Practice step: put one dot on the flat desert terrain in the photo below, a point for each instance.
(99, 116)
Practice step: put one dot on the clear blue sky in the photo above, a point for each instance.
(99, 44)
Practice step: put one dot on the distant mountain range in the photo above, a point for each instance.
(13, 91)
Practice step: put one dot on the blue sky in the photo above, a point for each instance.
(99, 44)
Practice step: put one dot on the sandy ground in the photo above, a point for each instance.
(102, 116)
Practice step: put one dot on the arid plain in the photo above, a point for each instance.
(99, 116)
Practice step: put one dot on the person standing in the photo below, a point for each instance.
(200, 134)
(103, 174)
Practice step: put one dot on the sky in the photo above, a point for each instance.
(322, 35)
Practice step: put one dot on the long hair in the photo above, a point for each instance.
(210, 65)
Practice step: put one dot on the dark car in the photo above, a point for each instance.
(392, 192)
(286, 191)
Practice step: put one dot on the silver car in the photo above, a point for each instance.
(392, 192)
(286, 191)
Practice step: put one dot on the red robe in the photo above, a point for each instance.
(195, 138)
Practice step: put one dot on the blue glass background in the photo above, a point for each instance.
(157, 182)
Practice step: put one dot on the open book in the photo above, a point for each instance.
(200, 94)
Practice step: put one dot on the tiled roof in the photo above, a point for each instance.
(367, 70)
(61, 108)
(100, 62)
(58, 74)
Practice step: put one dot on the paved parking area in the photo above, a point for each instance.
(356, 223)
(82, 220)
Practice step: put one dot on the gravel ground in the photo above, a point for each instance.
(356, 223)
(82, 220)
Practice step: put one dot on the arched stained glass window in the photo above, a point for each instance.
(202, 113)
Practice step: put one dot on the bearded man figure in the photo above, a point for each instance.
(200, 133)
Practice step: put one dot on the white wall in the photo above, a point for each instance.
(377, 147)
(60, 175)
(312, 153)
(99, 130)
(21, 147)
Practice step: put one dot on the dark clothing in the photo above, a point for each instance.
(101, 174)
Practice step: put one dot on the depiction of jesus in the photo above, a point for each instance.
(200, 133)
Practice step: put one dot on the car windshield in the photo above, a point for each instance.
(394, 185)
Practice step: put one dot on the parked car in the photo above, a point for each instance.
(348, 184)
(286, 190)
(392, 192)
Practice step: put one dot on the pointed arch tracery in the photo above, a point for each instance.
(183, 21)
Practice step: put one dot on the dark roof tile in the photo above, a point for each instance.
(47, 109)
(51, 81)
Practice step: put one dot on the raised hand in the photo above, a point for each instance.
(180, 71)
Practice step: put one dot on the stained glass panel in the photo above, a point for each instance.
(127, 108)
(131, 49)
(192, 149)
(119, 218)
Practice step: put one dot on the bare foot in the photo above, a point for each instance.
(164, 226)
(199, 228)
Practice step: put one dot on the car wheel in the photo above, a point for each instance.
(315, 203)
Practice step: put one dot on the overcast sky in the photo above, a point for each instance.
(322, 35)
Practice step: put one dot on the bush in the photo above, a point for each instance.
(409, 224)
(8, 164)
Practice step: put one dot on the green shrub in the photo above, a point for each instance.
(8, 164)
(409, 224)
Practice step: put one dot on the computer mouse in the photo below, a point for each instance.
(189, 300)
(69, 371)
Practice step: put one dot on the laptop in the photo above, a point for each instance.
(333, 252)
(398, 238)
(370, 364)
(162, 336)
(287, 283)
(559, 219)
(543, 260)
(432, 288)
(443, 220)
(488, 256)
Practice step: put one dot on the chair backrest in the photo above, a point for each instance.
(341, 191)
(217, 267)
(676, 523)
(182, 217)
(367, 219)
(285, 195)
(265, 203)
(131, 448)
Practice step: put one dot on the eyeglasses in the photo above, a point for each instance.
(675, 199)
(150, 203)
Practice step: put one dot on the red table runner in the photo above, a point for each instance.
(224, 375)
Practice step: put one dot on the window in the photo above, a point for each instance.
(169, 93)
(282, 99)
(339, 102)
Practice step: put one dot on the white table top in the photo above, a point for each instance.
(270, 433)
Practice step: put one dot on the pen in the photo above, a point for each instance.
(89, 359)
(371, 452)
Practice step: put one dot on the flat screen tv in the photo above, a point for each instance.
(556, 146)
==*==
■ Work required:
Retype the entries in full. Keep every line identical.

■ Task answer:
Practice step: put one dot on the flat desert terrain in the photo below, a point for each instance.
(99, 116)
Practice step: put one dot on the clear blue sky in the photo above, a point for each instance.
(99, 44)
Practice step: put one dot on the distant mountain range in the photo above, a point for each instance.
(13, 91)
Practice step: put one dot on the blue sky in the photo above, a point for each instance.
(99, 44)
Practice step: put one dot on the sandy ground in the photo above, a point for each instance.
(102, 116)
Practice step: put one dot on the arid plain in the photo above, a point for each instance.
(99, 116)
Practice step: put one dot on the person standing in the photo below, a point for each instance.
(200, 134)
(103, 174)
Practice step: put one dot on the sky in the photo above, a point for each instance.
(322, 35)
Practice step: put one dot on the long hair in the photo above, a point for each instance.
(210, 65)
Practice step: put one dot on the dark car in the photo above, a point for each instance.
(392, 192)
(286, 191)
Practice step: put one dot on the silver car in the photo above, a point for each instance.
(392, 192)
(286, 191)
Practice step: put one dot on the red robe in the photo above, a point for each instance.
(195, 138)
Practice step: put one dot on the blue glass background in the photo above, a point for each instance.
(157, 182)
Practice step: put one dot on the open book in the photo above, a point for each instance.
(200, 94)
Practice step: put one dot on the tiled roof in the photo above, a point for each instance.
(367, 70)
(61, 108)
(100, 62)
(58, 74)
Practice step: put one dot on the paved parking area in the photo above, a point for each instance.
(356, 223)
(82, 220)
Practice step: put one dot on the gravel ground in the photo above, a point for each instance.
(356, 223)
(82, 220)
Practice step: put one dot on the arched stained glass window in the photo above, a point for each instance.
(202, 113)
Practice step: put one dot on the bearded man figure in the photo above, a point for each instance.
(200, 133)
Practice step: put one dot on the white wall in the photo above, a point for each instance.
(377, 147)
(60, 175)
(312, 153)
(99, 130)
(21, 147)
Practice step: put one dot on the dark clothing in the photo above, a point for each instance.
(101, 174)
Practice step: put one dot on the depiction of jesus in the photo above, a point for each instance.
(200, 133)
Practice step: put one dot on the car windshield in the photo above, a point for each instance.
(394, 185)
Practice step: put one dot on the parked car in the photo above, a point for each instance.
(348, 184)
(286, 190)
(392, 192)
Practice step: put one dot on the pointed arch tracery in the photo above, a point for each instance.
(183, 21)
Practice step: put one dot on the dark roof tile in the photo above, a point for each instance.
(47, 109)
(51, 81)
Practice step: put one dot on the raised hand in the photo above, a point for each instance.
(180, 71)
Practice step: put one dot on the stained glass panel in the photo above, a point for each instance.
(127, 108)
(131, 49)
(192, 149)
(119, 218)
Practice step: put one dot on the bare foot in the photo above, a point for each instance.
(164, 226)
(199, 228)
Practice step: put one dot on the car wheel in the photo above, a point for each instance.
(315, 203)
Practice step: put one dot on the overcast sky in the photo above, a point for each instance.
(322, 35)
Practice step: put one dot on the bush in the photo above, a point for each instance.
(409, 224)
(8, 164)
Practice step: put one dot on the green shrub in the photo above, a point for each instance.
(8, 164)
(409, 224)
Practice step: put one dot on the computer mouse in the photo below, a point for each instance.
(189, 300)
(69, 371)
Practice step: put one dot on the laptop in the photo above, a point for each instance.
(333, 252)
(398, 238)
(370, 364)
(162, 336)
(287, 283)
(559, 219)
(543, 260)
(432, 288)
(443, 220)
(488, 256)
Practice step: put one dot on the chair backrest in the photo above, a point for each instance.
(341, 191)
(217, 267)
(676, 523)
(182, 217)
(367, 219)
(285, 195)
(265, 203)
(131, 448)
Practice step: put one dot on the eyeglasses in the photo above, a point for each instance.
(675, 199)
(150, 203)
Practice step: put one dot on the red table runner in the photo above, a point for each instance.
(224, 375)
Practice step: put one dot on the window in the photo above, a point for each instance.
(169, 93)
(282, 99)
(339, 102)
Practice step: put one dot on the white table top in the photo above, a point for each instance.
(270, 433)
Practice step: put one dot on the pen in the photo above, a point for each instance.
(89, 359)
(371, 452)
Practice step: put one dot on the flat screen tv in the photo above, a point for each instance.
(556, 146)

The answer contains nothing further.